Lo conobbi che ero un giovane prete appena ordinato. La sua amicizia è stata da subito un tutt’uno con la sua dolce paternità. Ha incoraggiato e benedetto i miei primi passi nel ministero. Ha sostenuto le prime intuizioni nel lavoro pastorale, una delle quali, portò alla fondazione dell’ufficio per l’educazione alla mondialità, ancora attivo presso il Centro Missionario Pime di Milano. Quel che ricordo di quegli anni è che la sera, rientrando dopo gli incontri di ministero, proprio grazie alla sua presenza sentivo che stavo rientrando a “casa”. Lo sentivo e accelleravo, dove c’era Giancarlo, c’era “casa”. Non solo e non tanto una comunità di sacerdoti ciascuno in camera sua, ma una “casa di amici e di fratelli”. Persino negli anni a venire, dopo la mia partenza per la Cambogia, Giancarlo ha saputo starmi vicino … anche da lontano!
Alla fine degli anni novanta, per tante volte insieme abbiamo accompagnato gruppi di giovani in Terra Santa. Quei pellegrinaggi sono stati il contesto nel quale ho assaporato l’amicizia e la paternità di Giancarlo come uomo della Parola. Della Parola di Dio fatta carne nella persona di Gesù di Nazareth. Lì ho raccolto quel che stava all’origine della sua stessa vita e vocazione. Mai si stancava di dire che «la fede è un incontro con la persona di Gesù». O di ripetere che «la carne di Gesù traduce il Verbo di Dio», come l’ho sentito dire nell’estate del 1998 sul Monte delle Beatitudini. La domanda sulla propria vita – ci aveva spesso detto – non è tanto «E io, chi sono?», ma «E tu, chi dici che io sia?» (Mt 16,15), rieccheggiando l’esperienza di Pietro per il quale la coscienza di sé non è passata attraverso una domanda su di sé, ma su di Lui! È l’incontro con la persona di Gesù e con quella domanda, «E tu Pietro, chi dici che io sia?», che avrebbero consentito a quell’uomo irruente di capire “il giusto di sé”!

VOCI ELENCATE:
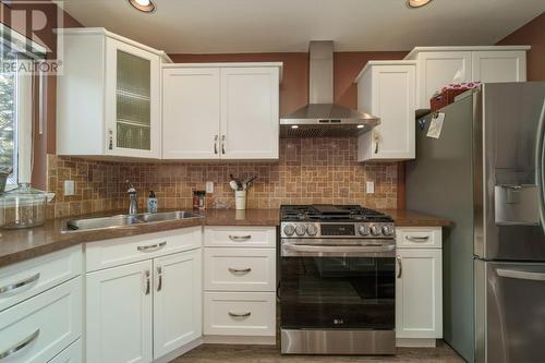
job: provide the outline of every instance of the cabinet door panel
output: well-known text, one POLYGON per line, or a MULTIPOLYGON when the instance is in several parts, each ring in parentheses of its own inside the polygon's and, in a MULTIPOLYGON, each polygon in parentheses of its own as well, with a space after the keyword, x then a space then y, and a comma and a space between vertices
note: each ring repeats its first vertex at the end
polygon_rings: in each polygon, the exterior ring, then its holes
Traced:
POLYGON ((419 55, 419 108, 428 109, 429 98, 450 83, 472 81, 471 51, 437 51, 419 55))
POLYGON ((152 362, 152 262, 90 273, 86 281, 87 362, 152 362))
POLYGON ((221 69, 221 158, 278 158, 278 68, 221 69))
POLYGON ((106 40, 107 154, 160 157, 159 57, 106 40))
POLYGON ((158 359, 202 335, 201 249, 154 261, 154 354, 158 359))
POLYGON ((474 51, 473 80, 483 83, 526 81, 526 52, 474 51))
POLYGON ((414 65, 372 65, 361 81, 361 108, 380 118, 380 124, 359 140, 359 161, 414 158, 414 65), (367 96, 366 96, 367 95, 367 96))
POLYGON ((219 69, 166 69, 165 159, 219 158, 219 69))
POLYGON ((398 250, 397 338, 443 337, 441 255, 441 250, 398 250))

ISTRUZIONI DELL'ESERCIZIO:
1: Riproduci parola per parola la parte del brano su Giancarlo che comincia con "Lo conobbi che" e si chiude con "anche da lontano!".
2: Scrivi il seguito del brano su Giancarlo, riprendendo subito dopo la sua ultima frase.
Le voci elencate non hanno alcun legame con il brano su Giancarlo.

SOLUZIONI:
1:
Lo conobbi che ero un giovane prete appena ordinato. La sua amicizia è stata da subito un tutt’uno con la sua dolce paternità. Ha incoraggiato e benedetto i miei primi passi nel ministero. Ha sostenuto le prime intuizioni nel lavoro pastorale, una delle quali, portò alla fondazione dell’ufficio per l’educazione alla mondialità, ancora attivo presso il Centro Missionario Pime di Milano. Quel che ricordo di quegli anni è che la sera, rientrando dopo gli incontri di ministero, proprio grazie alla sua presenza sentivo che stavo rientrando a “casa”. Lo sentivo e accelleravo, dove c’era Giancarlo, c’era “casa”. Non solo e non tanto una comunità di sacerdoti ciascuno in camera sua, ma una “casa di amici e di fratelli”. Persino negli anni a venire, dopo la mia partenza per la Cambogia, Giancarlo ha saputo starmi vicino … anche da lontano!

2:
In quei pellegrinaggi, e poi negli anni come padre spirituale in seminario, Giancarlo amava introdurre i giovani al mistero di Gesù così come raccontato dall’evangelista Giovanni. Trasudava il vocabolario giovanneo. Amava precisare, per esempio, che in San Giovanni le espressioni vita e vita eterna, sono equivalenti. Ché la fede, fin da ora, fa passare dalla morte alla vita (Gv 5,24) e in colui che crede il Padre e il Figlio fissano la loro dimora, fanno “casa” in lui (Gv 14,23). Questo raccontava ai giovani, spesso soffermandosi su alcune analisi filologiche che lasciavano intendere quanto amasse la Parola. Ne approffittava allora per spiegare ai giovani che per esempio sono due i vocaboli greci per dire vita, zoé e bìos, e che Giovanni predilige il primo al secondo. Perché con il primo, zoé, Giovanni indica la vita che Dio dona in Cristo ai credenti, la vita nuova della Grazia, mentre con il secondo, bìos, si allude alla vita puramente naturale, biologica. Spesso si lasciava andare con espressioni colorite, «non siamo dei tubi digerenti, non viviamo di solo pane» – diceva – ma della Parola che «era fin da principio, … che noi abbiamo udito, .. che noi abbiamo veduto con i nostri occhi, … che noi abbiamo contemplato e … che le nostre mani hanno toccato, ossia il Verbo della vita» (1 Gv 1,1).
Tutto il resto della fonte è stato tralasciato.